==== TEXTO FORNECIDO

Jurisprudência em Destaque

STJ. 3ª T. Competência internacional. Salvatagem marítima. Competência concorrente da autoridade judiciária brasileira. Ausência de antinomia. Não-configuração de seus requisitos que implica apenas a ausência de exclusividade e não a incompetência da Justiça Brasileira. Considerações do Min. Paulo de Tarso Sanseverino sobre o tema. CPC, art. 88. Lei 7.203/1984, art. 7º.

Postado por Emilio Sabatovski em 21/02/2012
«... A autora, sociedade holandesa de salvatagem marítima, propôs a presente demanda contra os proprietários da carga recuperada do navio liberiano Nedlloyd Recife, que naufragou em águas brasileiras, objetivando impedi-los de retirar suas mercadorias do porto antes de efetuado o pagamento do prêmio a que faz jus em razão do salvamento.

O recurso em tela versa exclusivamente acerca da competência da Justiça Brasileira para processar e julgar a demanda, que fora liminarmente extinta pelo juízo de origem.

A recorrente alega que o acórdão recorrido violou o art. 88 do Código de Processo Civil ao afastar sua aplicação ao caso em comento, bem como violou o art. 7º da Lei 7.203/84, ao aplicá-lo erroneamente, sem atentar ao fato de que tal dispositivo prevê norma de competência exclusiva da Justiça brasileira.

Assiste razão à recorrente, devendo ser reformado o aresto.

Inicialmente, ressalto que, no contrato de salvatagem firmado entre a autora e o capitão da embarcação - representante dos proprietários do armador, dos contêineres e da carga transportada -, foi eleito o foro arbitral de Londres para a fixação da remuneração.

Note-se, contudo, que a eleição de foro pactuada se afigura irrelevante à controvérsia em questão, considerando que, de um lado, não se discute a remuneração pela salvatagem realizada, mas, sim, a possibilidade de se impedir a retirada da carga recuperada, que serve de garantia à autora em caso do não-pagamento de sua remuneração; e considerando que, de outro lado, não se busca por meio da presente demanda a exclusão do foro eleito contratualmente, mas apenas o reconhecimento da competência concorrente da Justiça brasileira.

O ordenamento jurídico brasileiro estabelece de forma expressa as hipóteses nas quais o Poder Judiciário pátrio é competente para analisar e julgar as demandas que envolvam conflitos internacionais de direito privado.

Com efeito, dispõe o art. 88 do Código de Processo Civil:


Art. 88. É competente a autoridade judiciária brasileira quando:


I - o réu, qualquer que seja a sua nacionalidade, estiver domiciliado no Brasil;


II - no Brasil tiver de ser cumprida a obrigação;


III - a ação se originar de fato ocorrido ou de ato praticado no Brasil.

========

> [REQUISITOS]:
A. Por favor, traduza para o inglês esta frase do texto sobre salvatagem marítima: "Assiste razão à recorrente, devendo ser reformado o aresto."
B. Dê sequência ao texto sobre salvatagem marítima, começando logo após a última frase apresentada.

==== MATERIAL DE ORIGEM

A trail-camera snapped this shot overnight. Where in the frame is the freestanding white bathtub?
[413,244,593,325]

========

> [RESPOSTAS POR TAREFA]:
A. The appellant is correct, and the judgment must be reversed.

B.
Parágrafo único - Para o fim do disposto no no I, reputa-se domiciliada no Brasil a pessoa jurídica estrangeira que aqui tiver agência, filial ou sucursal.

Tal dispositivo legal prevê a chamada competência internacional concorrente, estabelecendo os casos nos quais a jurisdição brasileira é competente para analisar a demanda, sem prejuízo da competência de órgãos jurisdicionais estrangeiros.

No caso em tela, conforme consignado inclusive no acórdão recorrido, verificou-se a ocorrência de todas as hipóteses previstas no dispositivo legal em questão.

De fato, os réus têm domicílio no Brasil, a obrigação de não-fazer objeto da ação deve ser cumprida em território nacional e, por fim, a salvatagem que deu origem à presente cautelar ocorreu em águas brasileiras.

Sendo assim, e confirmando-se o quanto já afirmado pelo acórdão recorrido, é evidente a competência concorrente da Justiça brasileira para a análise e para o julgamento da presente demanda.

O acórdão recorrido, embora tenha afirmado estar verificada, em princípio, a competência da Justiça brasileira, afastou a aplicação do art. 88 do Código de Processo Civil, por entender que, havendo antinomia com o art. 7º da Lei 7.203/84, este deveria prevalecer, em razão do critério de especialidade.

Todavia, não se verifica a alegada antinomia entre os dispositivos legais em questão. Muito pelo contrário: eles não somente se encontram em perfeita harmonia, como, inclusive, se complementam.

A antinomia jurídica foi bem delineada pelo ilustre doutrinador Juarez Freitas (FREITAS, Juarez. A Interpretação Sistemática do Direito. 5. ed. São Paulo: Malheiros Editores, 2010, p. 94):


Realizadas tais ilustrações, cumpre sublinhar que as antinomias jurídicas, em sentido tópico-sistemático, reclamam ser pensadas, concomitantemente, como contradições lógicas e axiológicas. Com efeito, o sistema jurídico, assim como se o definiu, está a exigir, ao lado ou à diferença dos significados expostos, uma noção mais rica e complexa do que aquela que o vê, por exemplo, como simples aparato destinado à exclusão de incompatibilidades formais entre as normas.


Dessa maneira, para nossos efeitos, conceituam-se as antinomias jurídicas como incompatibilidades possíveis ou instauradas entre regras, valores ou princípios jurídicos, pertencentes validamente ao mesmo sistema jurídico, tendo de ser vencidas para a preservação da unidade e da coerência do sistema positivo e para que se alcance a máxima efetividade da pluralista teleologia constitucional.

A antinomia, pois, se dá quando duas ou mais normas se afiguram incompatíveis entre si, tanto lógica como axiologicamente, e cuja contradição deve ser sanada a fim de garantir a unicidade do sistema jurídico e a fim de preservar a segurança jurídica.

Note-se que tal incompatibilidade deve ser averiguada de modo criterioso, não sendo possível presumi-la.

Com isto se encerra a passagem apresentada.